_本文抜粋_
________________________________________

診療科長「死亡続いていると認識してなかった」…群馬大病院

診療科長「死亡続いていると認識してなかった」…群馬大病院
読売新聞(ヨミドクター) 2015年3月10日 9時56分配信

 同じ執刀医による肝臓手術で18人が相次いで死亡した群馬大学病院第二外科では、死亡症例検討会がほとんど開かれておらず、診療科長の教授は病院側の調査に「死亡例が続いているという認識はなかった」と答えたという。他のチームから問題を指摘されることもなく、閉鎖的な体制が深刻な事態を招いた。

 同病院では、医療過誤と疑われる症例があった場合、安全管理部門に報告する制度を設けていたが、報告基準が明確でなく、判断は現場の医師任せだった。執刀医や教授は1例も報告しておらず、野島美久よしひさ病院長は「医師の申告がないと把握できない」と説明。集中治療部の医師が「腹腔鏡手術で死亡例が複数ある」と情報提供し、昨年6月頃に調査が始まるまで問題は見過ごされていた。

________________________________________

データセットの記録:
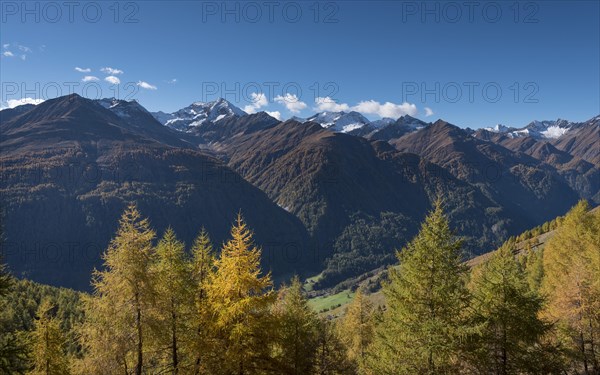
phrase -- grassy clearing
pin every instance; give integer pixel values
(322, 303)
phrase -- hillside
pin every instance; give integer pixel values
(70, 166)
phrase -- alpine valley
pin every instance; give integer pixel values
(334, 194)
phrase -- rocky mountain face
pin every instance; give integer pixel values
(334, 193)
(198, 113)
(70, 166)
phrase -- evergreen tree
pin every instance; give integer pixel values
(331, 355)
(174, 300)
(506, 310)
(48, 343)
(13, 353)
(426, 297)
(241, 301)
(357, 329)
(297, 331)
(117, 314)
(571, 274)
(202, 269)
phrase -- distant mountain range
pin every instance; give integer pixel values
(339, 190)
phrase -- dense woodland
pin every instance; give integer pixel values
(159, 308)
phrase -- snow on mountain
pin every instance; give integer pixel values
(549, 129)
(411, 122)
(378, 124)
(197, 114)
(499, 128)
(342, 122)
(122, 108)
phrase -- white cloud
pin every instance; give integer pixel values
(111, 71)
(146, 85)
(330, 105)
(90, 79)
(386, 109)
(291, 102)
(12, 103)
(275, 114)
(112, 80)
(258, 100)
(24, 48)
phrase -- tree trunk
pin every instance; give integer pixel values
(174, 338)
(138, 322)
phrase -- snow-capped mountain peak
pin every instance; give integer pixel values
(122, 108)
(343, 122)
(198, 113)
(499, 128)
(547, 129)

________________________________________

_課題_
群馬大学病院第二外科の死亡例に関する記事の続きを、最後の文の後から書き進めてください。 これらの記録は別の出典から取られたものです。

_解答欄_
 同病院によると、執刀医は、2010年12月に腹腔鏡を使った肝臓手術を始めたが、初めの2例は、経験豊富な腹腔鏡技術認定医に立ち会ってもらい実施。うち1例で死亡していたが、原因の検証は不十分だった。3例目以降は技術認定医の支援がないまま行い、結果として死亡例が重なったとみられる。